- _Document passage_:
>>>

The idea, in short, is to spare the U.S. and world economy from the double-wammy of a combination adverse supply AND adverse demand (spending) shock. To do that the Fed can't just stand pat; and telling it to do so is offering advice which, were it taken seriously, would not harm the Fed so much as it would harm many innocent people.
A Fire-Fighting Analogy
Let's set monetary policy aside for the moment and consider a different case: fire-fighting policy. And let's assume, for the sake of argument, that fire-fighting is a government monopoly and that private fire-fighting companies would, if allowed to, handle it better than the government does. That of course would justify one in arguing for fire-service privatization.
But now suppose that, that argument having fallen on deaf ears, dry weather, high temperatures, and high winds cause brush fires to break out everywhere, with some threatening major population centers. Would it be prudent for those who favor fire-service privatization to recommend that the government fire-fighting crews stay put? Would it help gain support for the case for privatization? Or would it merely make proponents of that idea appear irresponsible, if not callous?

<<<

- _Listed entries_:
>>>

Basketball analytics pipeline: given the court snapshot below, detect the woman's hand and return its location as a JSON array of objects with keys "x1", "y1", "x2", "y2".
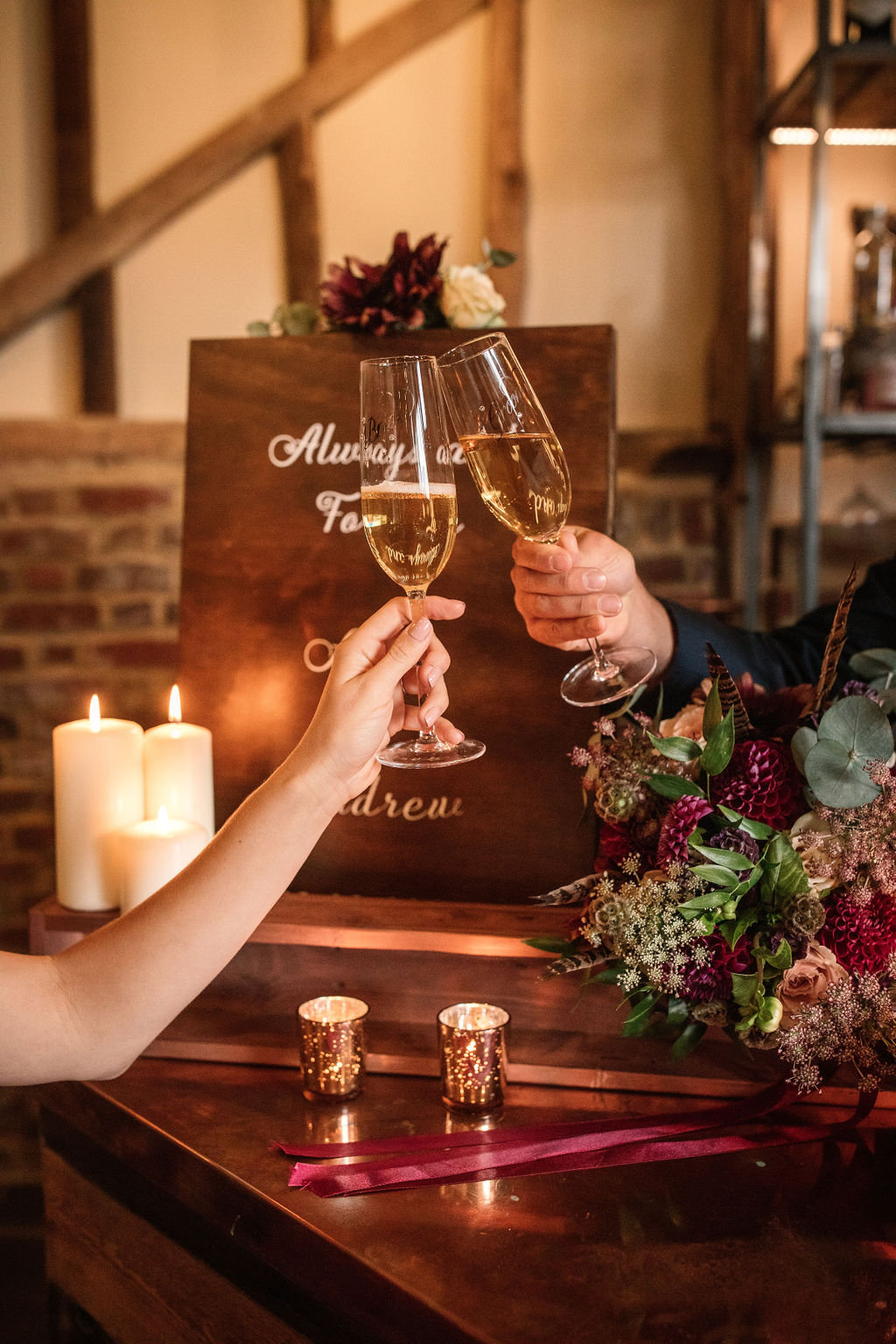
[
  {"x1": 290, "y1": 597, "x2": 465, "y2": 810},
  {"x1": 510, "y1": 527, "x2": 675, "y2": 679}
]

<<<

- _The task_: Extend the monetary-policy passage, picking up right after its final question about privatization proponents. The material has no connection to the monetary-policy passage.

- _Result_:
I think the question answers itself. At least, I hope it does! While we may not like the government-run fire department, so long as it's all we have, we should insist, not that it "do nothing," but that it try to replicate the preferred private-market outcome as well as it can.
With Fiat Money, "Doing Nothing" is Meaningless
The fire-fighting analogy only goes so far, in part because in it the meaning of "doing nothing" is straightforward. When it comes to managing fiat money, that idea has no equally clear counterpart. Even when the Fed (or any other central bank) appears to "do nothing," it's still engaged in monetary central planning. In particular, it's still influencing short-term interest rates. It's therefore also meaningless for libertarians to say that the Fed should "let markets" set those rates. Whether we like it or not, and no matter what specific actions the Fed takes, it is "the" big player in the credit market, and in the short-term credit market especially, and it couldn't avoid influencing short-term rates if it tried.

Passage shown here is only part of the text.